Problem description:
Could you copy the data below word for word, starting with the line that contains "Segment every instance of the green" and going on through the line that contains "POLYGON ((31 24, 24"? Leave the pictures out of your copy.

Dataset excerpts:
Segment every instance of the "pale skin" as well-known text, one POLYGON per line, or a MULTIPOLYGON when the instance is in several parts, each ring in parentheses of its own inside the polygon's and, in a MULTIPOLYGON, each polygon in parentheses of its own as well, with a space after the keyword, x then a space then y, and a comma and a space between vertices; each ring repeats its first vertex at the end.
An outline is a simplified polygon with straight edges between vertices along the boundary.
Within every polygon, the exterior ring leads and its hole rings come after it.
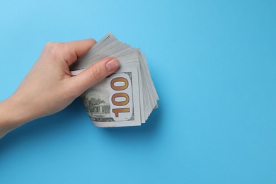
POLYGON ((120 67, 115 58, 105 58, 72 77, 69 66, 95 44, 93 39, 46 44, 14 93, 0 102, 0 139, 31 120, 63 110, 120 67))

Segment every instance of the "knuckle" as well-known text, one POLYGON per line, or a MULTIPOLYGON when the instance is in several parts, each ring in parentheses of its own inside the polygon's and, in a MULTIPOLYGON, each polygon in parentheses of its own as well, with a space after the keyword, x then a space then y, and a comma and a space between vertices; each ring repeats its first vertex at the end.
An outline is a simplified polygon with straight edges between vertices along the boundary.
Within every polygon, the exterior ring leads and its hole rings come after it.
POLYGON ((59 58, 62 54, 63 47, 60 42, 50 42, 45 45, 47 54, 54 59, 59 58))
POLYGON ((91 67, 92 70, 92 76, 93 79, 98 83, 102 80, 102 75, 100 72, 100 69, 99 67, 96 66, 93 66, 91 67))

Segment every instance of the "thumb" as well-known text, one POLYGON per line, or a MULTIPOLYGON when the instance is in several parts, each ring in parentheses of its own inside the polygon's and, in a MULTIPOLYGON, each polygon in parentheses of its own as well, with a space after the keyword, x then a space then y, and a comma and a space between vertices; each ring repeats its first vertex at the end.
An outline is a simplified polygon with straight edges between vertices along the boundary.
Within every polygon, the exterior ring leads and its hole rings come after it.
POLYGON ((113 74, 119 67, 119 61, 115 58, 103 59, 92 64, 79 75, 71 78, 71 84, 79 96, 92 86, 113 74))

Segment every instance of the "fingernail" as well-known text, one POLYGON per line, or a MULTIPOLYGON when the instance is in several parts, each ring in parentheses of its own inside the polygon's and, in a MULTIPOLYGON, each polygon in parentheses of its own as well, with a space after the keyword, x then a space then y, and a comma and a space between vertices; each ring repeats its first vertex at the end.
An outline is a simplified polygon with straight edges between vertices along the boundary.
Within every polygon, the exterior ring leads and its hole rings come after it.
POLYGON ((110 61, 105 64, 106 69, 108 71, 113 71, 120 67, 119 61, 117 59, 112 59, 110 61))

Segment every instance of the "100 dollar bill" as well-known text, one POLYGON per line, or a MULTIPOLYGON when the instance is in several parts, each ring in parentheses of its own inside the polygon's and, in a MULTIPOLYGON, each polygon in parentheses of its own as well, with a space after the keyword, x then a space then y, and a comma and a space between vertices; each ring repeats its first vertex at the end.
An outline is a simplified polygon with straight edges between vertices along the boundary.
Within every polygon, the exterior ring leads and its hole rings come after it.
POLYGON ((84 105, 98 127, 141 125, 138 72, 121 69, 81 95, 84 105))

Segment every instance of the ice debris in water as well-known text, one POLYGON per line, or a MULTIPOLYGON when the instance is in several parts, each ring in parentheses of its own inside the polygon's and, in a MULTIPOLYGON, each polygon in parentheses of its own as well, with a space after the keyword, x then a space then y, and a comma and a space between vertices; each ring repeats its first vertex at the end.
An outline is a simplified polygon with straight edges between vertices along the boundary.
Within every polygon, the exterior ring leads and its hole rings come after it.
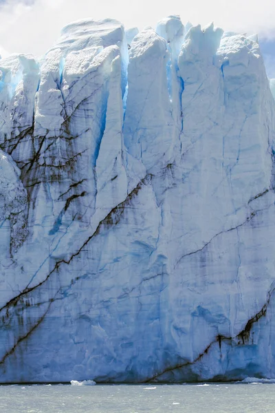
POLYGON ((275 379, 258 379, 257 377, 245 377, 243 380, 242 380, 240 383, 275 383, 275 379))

---

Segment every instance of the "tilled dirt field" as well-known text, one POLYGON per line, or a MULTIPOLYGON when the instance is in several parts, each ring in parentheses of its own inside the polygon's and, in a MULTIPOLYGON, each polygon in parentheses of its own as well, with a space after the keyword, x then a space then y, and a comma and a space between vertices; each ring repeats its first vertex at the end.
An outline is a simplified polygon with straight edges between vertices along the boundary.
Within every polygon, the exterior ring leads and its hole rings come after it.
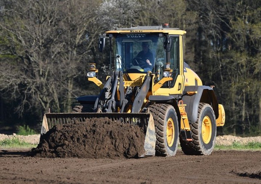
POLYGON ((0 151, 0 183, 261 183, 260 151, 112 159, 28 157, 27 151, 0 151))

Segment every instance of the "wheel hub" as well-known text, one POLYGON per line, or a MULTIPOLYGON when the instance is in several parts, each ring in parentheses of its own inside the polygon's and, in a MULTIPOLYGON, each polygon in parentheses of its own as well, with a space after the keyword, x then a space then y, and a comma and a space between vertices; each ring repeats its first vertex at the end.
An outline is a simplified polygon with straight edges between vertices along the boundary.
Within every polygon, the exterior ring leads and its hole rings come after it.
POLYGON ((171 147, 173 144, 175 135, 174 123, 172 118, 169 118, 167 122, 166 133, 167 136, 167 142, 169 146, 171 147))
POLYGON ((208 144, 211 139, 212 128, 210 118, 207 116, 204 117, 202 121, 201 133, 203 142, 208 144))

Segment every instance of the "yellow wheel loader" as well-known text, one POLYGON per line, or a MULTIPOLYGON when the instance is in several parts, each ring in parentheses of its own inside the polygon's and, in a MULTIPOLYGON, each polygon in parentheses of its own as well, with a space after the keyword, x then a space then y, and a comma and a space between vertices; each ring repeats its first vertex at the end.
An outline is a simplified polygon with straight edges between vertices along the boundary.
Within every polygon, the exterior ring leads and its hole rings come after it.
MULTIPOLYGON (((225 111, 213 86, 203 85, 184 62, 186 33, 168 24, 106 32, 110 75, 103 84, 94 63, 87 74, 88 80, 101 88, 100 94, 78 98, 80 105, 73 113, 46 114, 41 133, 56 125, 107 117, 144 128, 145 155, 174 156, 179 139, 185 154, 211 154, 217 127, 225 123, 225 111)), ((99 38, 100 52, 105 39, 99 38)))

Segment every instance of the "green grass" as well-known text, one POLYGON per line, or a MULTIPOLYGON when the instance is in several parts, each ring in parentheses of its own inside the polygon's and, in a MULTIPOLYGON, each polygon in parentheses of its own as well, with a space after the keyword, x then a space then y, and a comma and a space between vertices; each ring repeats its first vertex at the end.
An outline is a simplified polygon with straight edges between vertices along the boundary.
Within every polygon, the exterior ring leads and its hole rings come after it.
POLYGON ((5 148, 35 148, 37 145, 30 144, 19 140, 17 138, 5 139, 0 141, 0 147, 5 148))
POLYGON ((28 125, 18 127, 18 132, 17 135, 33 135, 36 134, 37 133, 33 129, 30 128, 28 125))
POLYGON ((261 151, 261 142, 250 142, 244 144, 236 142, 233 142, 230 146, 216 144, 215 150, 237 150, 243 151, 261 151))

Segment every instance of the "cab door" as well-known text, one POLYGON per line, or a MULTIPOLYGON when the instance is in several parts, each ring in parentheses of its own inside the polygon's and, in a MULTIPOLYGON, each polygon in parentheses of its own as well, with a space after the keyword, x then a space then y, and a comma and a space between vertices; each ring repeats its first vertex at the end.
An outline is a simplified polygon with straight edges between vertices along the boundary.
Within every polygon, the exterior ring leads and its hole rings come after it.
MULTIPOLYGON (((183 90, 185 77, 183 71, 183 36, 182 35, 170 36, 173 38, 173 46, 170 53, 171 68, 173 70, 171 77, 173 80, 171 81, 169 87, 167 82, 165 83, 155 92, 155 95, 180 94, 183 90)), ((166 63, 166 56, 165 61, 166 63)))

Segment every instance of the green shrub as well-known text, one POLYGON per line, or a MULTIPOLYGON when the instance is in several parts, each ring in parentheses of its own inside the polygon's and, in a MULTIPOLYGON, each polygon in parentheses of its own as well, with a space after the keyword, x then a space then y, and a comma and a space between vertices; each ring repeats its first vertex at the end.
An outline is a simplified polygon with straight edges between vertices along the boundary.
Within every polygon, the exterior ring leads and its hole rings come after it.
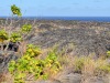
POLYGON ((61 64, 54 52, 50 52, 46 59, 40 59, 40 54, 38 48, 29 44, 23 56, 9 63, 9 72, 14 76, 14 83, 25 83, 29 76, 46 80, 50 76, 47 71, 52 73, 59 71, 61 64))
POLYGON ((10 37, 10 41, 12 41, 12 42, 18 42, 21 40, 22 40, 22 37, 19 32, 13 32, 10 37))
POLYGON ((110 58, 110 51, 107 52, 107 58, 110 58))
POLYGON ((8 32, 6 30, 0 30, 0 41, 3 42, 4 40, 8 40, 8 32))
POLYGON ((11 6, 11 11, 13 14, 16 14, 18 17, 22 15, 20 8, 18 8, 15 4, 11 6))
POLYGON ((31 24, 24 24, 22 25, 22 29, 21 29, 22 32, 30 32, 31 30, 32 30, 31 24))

==

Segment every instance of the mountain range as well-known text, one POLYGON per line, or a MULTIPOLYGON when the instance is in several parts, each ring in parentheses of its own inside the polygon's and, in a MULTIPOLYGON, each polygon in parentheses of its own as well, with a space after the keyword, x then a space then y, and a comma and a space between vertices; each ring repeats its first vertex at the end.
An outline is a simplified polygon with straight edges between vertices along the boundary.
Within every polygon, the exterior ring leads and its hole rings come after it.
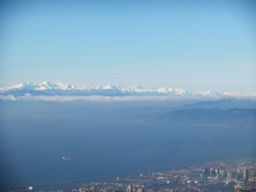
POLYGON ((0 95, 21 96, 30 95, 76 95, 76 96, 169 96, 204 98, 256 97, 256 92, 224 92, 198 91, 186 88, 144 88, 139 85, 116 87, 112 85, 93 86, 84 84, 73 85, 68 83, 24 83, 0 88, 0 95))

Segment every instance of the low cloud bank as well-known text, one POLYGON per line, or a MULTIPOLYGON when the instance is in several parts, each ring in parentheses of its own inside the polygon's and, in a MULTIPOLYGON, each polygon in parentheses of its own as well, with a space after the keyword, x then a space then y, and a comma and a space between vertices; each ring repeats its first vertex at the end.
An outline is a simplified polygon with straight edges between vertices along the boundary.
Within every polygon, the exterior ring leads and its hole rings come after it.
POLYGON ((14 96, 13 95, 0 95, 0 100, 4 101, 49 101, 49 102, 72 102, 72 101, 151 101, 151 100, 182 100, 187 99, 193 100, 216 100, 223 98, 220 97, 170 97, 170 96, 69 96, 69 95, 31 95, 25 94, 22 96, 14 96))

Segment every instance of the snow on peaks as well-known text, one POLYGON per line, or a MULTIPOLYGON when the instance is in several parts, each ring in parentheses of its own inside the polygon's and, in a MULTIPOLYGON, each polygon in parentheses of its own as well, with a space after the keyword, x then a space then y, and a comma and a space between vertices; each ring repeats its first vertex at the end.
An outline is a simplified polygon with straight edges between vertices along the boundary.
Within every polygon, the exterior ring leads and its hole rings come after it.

Final result:
Segment every instance of the green shrub as well-known text, one POLYGON per line, or a MULTIPOLYGON when the instance is in several parts, each ring in parentheses of its own inside the polygon's and, in a MULTIPOLYGON, each polygon in parentheses of its own as well, with a space after the keyword, x then a space then y, and a comma and a space between vertices; each ring repeats its first vertex at the end.
An outline is a simplified polygon with straight edges between vertices along the boundary.
Within every polygon, the exterior ring leads and its hole rings come after it.
POLYGON ((61 64, 54 52, 50 52, 46 59, 40 59, 40 54, 38 48, 29 44, 23 56, 9 63, 9 72, 14 76, 14 83, 25 83, 29 76, 46 80, 50 76, 47 71, 52 73, 59 71, 61 64))
POLYGON ((10 37, 10 41, 12 41, 12 42, 18 42, 21 40, 22 40, 22 37, 19 32, 13 32, 10 37))
POLYGON ((110 58, 110 51, 107 52, 107 58, 110 58))
POLYGON ((8 32, 6 30, 0 30, 0 41, 3 42, 4 40, 8 40, 8 32))
POLYGON ((11 6, 11 11, 13 14, 16 14, 18 17, 22 15, 20 8, 18 8, 15 4, 11 6))
POLYGON ((31 24, 24 24, 22 25, 22 29, 21 29, 22 32, 30 32, 31 30, 32 30, 31 24))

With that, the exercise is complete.